** BEGIN PAGE TEXT **

The Alaska Board of Game has approved a National Park Service proposal aimed at reducing the number of park wolves killed outside the Denali’s northern boundary. It’s the latest move in a long running debate over how to manage park wolves that roam onto state land.
The Game Board action will close the wolf hunting season along Denali National Park’s northern boundary 6 weeks earlier in the spring, on April 15th instead of May 31 beginning next year. Denali National Park science and resources team leader Dave Schirokauer says the change will eliminate overlap of state wolf hunting and bear baiting seasons on a strip of state land near the Stampede Road, where wolves roam across the park boundary.
“Our concern was that wolves were being taken in association with bear bait,” Schirokauer said. “And that happened last spring with two of our wolves including a breeding female being taken in association with the bait station near the park boundary on state land.”

** END PAGE TEXT **
** BEGIN SOURCE MATERIAL **

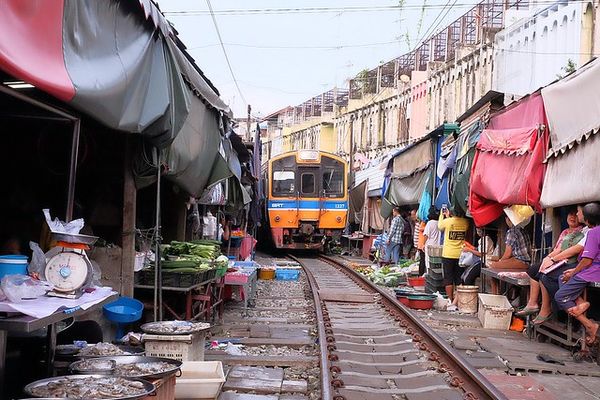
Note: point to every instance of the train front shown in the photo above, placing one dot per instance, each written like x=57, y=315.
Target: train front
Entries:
x=307, y=202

** END SOURCE MATERIAL **

EXERCISE PROMPT » Copy everything from "The Game Board" down to "the park boundary." in the text on Denali wolf hunting, changing "6 weeks" to "six weeks".

SOLVED EXERCISE »
The Game Board action will close the wolf hunting season along Denali National Park’s northern boundary six weeks earlier in the spring, on April 15th instead of May 31 beginning next year. Denali National Park science and resources team leader Dave Schirokauer says the change will eliminate overlap of state wolf hunting and bear baiting seasons on a strip of state land near the Stampede Road, where wolves roam across the park boundary.